## Work item:
Transcribe each entry so that it matches the original exactly.

## Record set:
::::::

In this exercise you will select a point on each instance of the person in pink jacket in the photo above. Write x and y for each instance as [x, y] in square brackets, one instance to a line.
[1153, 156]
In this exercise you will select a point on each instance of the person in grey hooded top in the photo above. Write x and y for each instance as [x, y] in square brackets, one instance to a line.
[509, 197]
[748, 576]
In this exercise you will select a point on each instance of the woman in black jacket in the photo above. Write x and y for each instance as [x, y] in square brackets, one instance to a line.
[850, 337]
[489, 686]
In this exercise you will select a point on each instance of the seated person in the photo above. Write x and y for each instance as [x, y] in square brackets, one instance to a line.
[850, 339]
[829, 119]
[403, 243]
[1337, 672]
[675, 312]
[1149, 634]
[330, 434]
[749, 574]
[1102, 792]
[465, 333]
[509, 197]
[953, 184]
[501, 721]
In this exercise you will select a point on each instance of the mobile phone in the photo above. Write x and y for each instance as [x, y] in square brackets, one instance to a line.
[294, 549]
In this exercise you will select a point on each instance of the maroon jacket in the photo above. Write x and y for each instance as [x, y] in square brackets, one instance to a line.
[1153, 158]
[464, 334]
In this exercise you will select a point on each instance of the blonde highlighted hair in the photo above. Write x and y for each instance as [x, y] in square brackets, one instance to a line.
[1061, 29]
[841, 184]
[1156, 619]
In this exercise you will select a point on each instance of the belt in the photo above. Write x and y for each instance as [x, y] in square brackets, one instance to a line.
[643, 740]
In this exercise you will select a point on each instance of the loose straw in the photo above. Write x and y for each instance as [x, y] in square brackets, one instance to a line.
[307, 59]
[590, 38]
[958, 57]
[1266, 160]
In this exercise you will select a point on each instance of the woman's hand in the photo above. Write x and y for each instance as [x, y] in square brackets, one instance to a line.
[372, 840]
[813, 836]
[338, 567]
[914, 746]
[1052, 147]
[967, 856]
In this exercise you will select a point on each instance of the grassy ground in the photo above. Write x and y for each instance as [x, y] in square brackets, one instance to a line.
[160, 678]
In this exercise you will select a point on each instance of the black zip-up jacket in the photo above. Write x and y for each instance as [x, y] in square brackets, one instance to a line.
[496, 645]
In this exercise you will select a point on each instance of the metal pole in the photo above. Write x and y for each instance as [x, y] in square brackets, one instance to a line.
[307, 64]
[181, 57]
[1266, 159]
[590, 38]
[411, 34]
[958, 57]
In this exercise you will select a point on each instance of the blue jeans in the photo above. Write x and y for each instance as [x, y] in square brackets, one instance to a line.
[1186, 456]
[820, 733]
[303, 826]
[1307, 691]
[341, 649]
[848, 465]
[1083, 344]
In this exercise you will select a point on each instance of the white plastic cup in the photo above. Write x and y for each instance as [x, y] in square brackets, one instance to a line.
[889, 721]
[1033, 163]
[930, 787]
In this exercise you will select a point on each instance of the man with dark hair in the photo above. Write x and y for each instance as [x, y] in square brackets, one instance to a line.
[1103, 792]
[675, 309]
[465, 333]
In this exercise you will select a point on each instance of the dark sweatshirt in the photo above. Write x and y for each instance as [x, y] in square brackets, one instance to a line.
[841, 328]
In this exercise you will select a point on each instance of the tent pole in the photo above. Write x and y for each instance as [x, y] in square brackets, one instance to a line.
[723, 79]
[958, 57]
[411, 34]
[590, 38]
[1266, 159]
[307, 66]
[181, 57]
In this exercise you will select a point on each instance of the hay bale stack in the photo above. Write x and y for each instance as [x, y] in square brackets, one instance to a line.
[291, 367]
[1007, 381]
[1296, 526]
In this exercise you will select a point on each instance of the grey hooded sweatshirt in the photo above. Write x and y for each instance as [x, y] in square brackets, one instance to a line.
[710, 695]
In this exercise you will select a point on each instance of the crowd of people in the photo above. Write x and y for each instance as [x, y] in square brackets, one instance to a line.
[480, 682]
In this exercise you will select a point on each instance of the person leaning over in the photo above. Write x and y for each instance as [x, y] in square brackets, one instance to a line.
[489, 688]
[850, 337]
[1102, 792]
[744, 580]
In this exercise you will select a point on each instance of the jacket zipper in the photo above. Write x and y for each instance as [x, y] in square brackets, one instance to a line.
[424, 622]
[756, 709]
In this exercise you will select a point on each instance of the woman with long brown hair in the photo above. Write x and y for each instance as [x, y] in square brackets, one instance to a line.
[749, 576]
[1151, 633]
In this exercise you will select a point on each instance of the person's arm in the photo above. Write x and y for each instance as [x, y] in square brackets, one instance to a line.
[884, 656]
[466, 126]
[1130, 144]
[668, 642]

::::::

## Reply to the exercise:
In this exercise you will select a point on each instance of the person in pink jacket in the photo above. Write x and y for each instance as [x, y] in square brackets, one instance to a line.
[1153, 156]
In this exercise you will select a point on each instance of the person in grey hooded top in the photo above. Write x and y for each instance as [x, y] in square brackets, one instance to a line.
[509, 197]
[748, 576]
In this exercise you will select a point on each instance of the woman in black jacket in the photo above. Write x and y for each instance as [x, y] in square brackets, one instance to a line.
[850, 337]
[489, 686]
In this exercise you will select a point on each instance of the seated person in the photo above. Write x and y for each instance as [x, y] in square brackets, one instance to a line.
[850, 339]
[829, 119]
[403, 243]
[1337, 672]
[675, 312]
[1149, 634]
[330, 434]
[749, 574]
[1102, 792]
[465, 333]
[509, 197]
[953, 184]
[501, 721]
In this exercise you will select a point on each instance of the mobile phone in the photo above. Write x and y for each instance as [x, y] in square brackets, one instance to a line.
[294, 549]
In this exercise you will select a point on each instance of the maroon jacket in the photo above. Write x and y for each instance as [x, y] in square brackets, one instance to a line.
[1153, 158]
[464, 334]
In this exercise you will select a point on each instance of the blonde highlighted hair in the photo above. Write x and y for each instance as [x, y] in square brackets, one instance to a line.
[1061, 29]
[841, 184]
[1156, 619]
In this exercise you will select a point on each instance of the belt in the photo above. Write x and y for each instance as [x, y] in square brackets, one instance to a line.
[643, 740]
In this exercise you will select a point on each instance of the loose straw in the photo above. Write x and y for each instance as [x, y] in square brackets, one instance to a line.
[307, 59]
[590, 38]
[958, 57]
[1266, 160]
In this exercise you will select a point on each instance of the woman's hand in the photo above. Write x and y for each instance as [x, y] in square brackets, one instance to a line.
[372, 840]
[813, 836]
[338, 567]
[914, 746]
[1052, 147]
[967, 856]
In this exercise you will select a point on each instance of the grassy ground in the photo above. Write x and y for each instance as [x, y] in square brackets, one instance to a line.
[160, 678]
In this exercise you will select a point on each instance of the black zip-up jacket in the photo above. Write x and y for each instance as [x, y] in square brackets, one instance to a line.
[496, 645]
In this exercise you will select a point on each instance of the metal pole in the photo above. Write x and y for each instance as [x, y] in square brackets, one instance to a line.
[307, 64]
[181, 57]
[1266, 159]
[590, 38]
[411, 34]
[958, 57]
In this exercise you will select a point on each instance of the blue jeans in the photo above. Write x and y for each instance as [x, y] in square brackets, one instance to a line.
[1186, 456]
[820, 733]
[303, 826]
[1307, 691]
[341, 649]
[848, 465]
[1083, 344]
In this exercise you will select a point on each instance of the white plastic cup in the photo above. Write x and y for each instance as [x, y] in square brackets, one instance to a line.
[889, 721]
[1033, 163]
[930, 787]
In this exercise you will select a point on each instance of the man with dark hair in the photo above. Write x and y for each instance as [x, y] in square brackets, one instance to a line.
[1103, 792]
[675, 309]
[465, 333]
In this exercise you will select a point on each instance of the dark sweatshirt in the photo above. Write x and y for each instance as [x, y] in square brackets, one instance to a line.
[841, 328]
In this exercise you will select a point on each instance of the tent pole in the photo above. Write x and y for each instance as [x, y] in square brackets, one instance to a line.
[723, 79]
[958, 57]
[411, 34]
[590, 38]
[1266, 159]
[307, 66]
[181, 57]
In this exercise you will select a point on each instance of the hay bale stack in the photo above. Write x and y for each instance as [x, y] in square brackets, one instance to a line.
[291, 367]
[1007, 381]
[1296, 526]
In this exercise you will select a point on each instance of the grey hooded sweatshirt in the photo above. Write x and y for each instance as [x, y] in square brackets, one instance to a line.
[710, 695]
In this exercise you will select a point on each instance of the crowd of people in the photo above. Write x and y for each instance as [x, y] in square brackets, one instance to a line.
[480, 682]
In this exercise you will select a point on each instance of the person leaning over in the photo above. Write x and y for each instance as [x, y] in square brackets, one instance to a line.
[489, 688]
[850, 337]
[1102, 792]
[744, 580]
In this exercise you will select a point on each instance of the jacket zipper in the photo above. Write x and y for each instance as [x, y] in square brackets, one instance to a line.
[424, 622]
[756, 709]
In this exercise you will select a point on each instance of the woman with long brown hair in the photo above. Write x and y for each instance as [x, y] in square brackets, one instance to a line.
[749, 576]
[1151, 633]
In this exercise you will select a point on each instance of the person's arm in the photo above. Write x and y for each instance as [x, y] in square brackets, one instance to a line.
[884, 656]
[466, 126]
[1130, 144]
[668, 642]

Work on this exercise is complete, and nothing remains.